- Extracted text:

════════════════════

I like to tell my copywriting students that the freelancer goes into it knowing this is how the game works. Then I tell them this knowing is in sharp contrast to nine-to-fiver’s who instinctually trust their jobs will remain, and are too often deeply surprised to find themselves waiting for the bus one day at 11am holding a cardboard box containing their office posters and mug.
But students typically have no mortgage or kids to feed or insurance to buy. So I’m pretty sure the comment doesn’t register until five years later, when all those conditions are true.
Recognizing the impermanence of today’s job is a great benefit, because it means one must always—always—be thinking about what’s next. The freelancer understands this in her bones. The smart nine-to-fiver rehearses this bit of knowledge every time she crosses the corporate threshold and enters the air-locked doors.
One thing that happens while I tread water is I make contact with dozens of old colleagues. I am no longer surprised by how often people change jobs, get laid off, start their own business or agency. Not to sound like an old guy, but way back when, people expected to stay at a single company for an entire career. Today I could count on one hand the number friends who have done that.
Friends often ask about work. I typically say, I’m busy and I’m looking. Always looking. In fact, this way of working has two benefits I cherish:
- Vision is no esoteric word for me. It is a hard-edge guide to what’s next. And I can never not pursue it. If I neglect to think ahead, those icebergs will float by without me ever noticing.
- The work itself become the focus. I get to burrow down into communication and copy and the telling of stories. The craft itself is a never-ending wonderland that shape-shifts as it leaps between clients and industries. The work, and the process toward the work, become the marathoner’s stroke for swimming toward the next iceberg.
In fact, faith, hope, and love remain as essential ingredients to this way of working. There is no space for taking-for-granted.

════════════════════

Rewrite the freelancing text starting at "I like to tell" and ending at "the air-locked doors.", replacing "freelancer" with "contractor".

- Given information:
════════════════════

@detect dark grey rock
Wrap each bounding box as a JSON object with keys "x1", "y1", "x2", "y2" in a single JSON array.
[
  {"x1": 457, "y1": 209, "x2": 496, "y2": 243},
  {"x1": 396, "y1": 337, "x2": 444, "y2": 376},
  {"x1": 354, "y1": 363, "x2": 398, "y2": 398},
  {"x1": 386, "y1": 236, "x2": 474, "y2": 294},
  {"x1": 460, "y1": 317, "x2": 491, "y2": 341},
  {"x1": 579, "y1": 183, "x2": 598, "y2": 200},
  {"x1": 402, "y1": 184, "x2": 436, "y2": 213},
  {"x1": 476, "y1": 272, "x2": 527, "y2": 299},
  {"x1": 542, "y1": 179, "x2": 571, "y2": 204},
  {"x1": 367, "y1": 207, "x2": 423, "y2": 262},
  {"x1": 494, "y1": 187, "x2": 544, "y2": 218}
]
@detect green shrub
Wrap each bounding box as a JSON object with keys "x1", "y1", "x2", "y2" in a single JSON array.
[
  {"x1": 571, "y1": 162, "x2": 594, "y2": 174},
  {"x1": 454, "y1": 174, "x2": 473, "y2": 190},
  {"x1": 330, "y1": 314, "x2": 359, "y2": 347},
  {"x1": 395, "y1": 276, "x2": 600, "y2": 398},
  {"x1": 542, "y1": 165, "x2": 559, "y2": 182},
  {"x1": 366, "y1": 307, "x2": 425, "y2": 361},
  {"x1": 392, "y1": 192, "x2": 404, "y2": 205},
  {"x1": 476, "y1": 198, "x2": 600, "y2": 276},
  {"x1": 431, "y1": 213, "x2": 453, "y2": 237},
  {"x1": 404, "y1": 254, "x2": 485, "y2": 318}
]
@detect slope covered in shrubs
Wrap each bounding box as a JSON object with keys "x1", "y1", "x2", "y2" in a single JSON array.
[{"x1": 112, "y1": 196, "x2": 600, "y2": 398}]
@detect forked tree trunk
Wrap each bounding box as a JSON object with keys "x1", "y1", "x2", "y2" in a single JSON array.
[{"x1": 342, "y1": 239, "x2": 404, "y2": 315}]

════════════════════

- Output of the exercise:
I like to tell my copywriting students that the contractor goes into it knowing this is how the game works. Then I tell them this knowing is in sharp contrast to nine-to-fiver’s who instinctually trust their jobs will remain, and are too often deeply surprised to find themselves waiting for the bus one day at 11am holding a cardboard box containing their office posters and mug.
But students typically have no mortgage or kids to feed or insurance to buy. So I’m pretty sure the comment doesn’t register until five years later, when all those conditions are true.
Recognizing the impermanence of today’s job is a great benefit, because it means one must always—always—be thinking about what’s next. The contractor understands this in her bones. The smart nine-to-fiver rehearses this bit of knowledge every time she crosses the corporate threshold and enters the air-locked doors.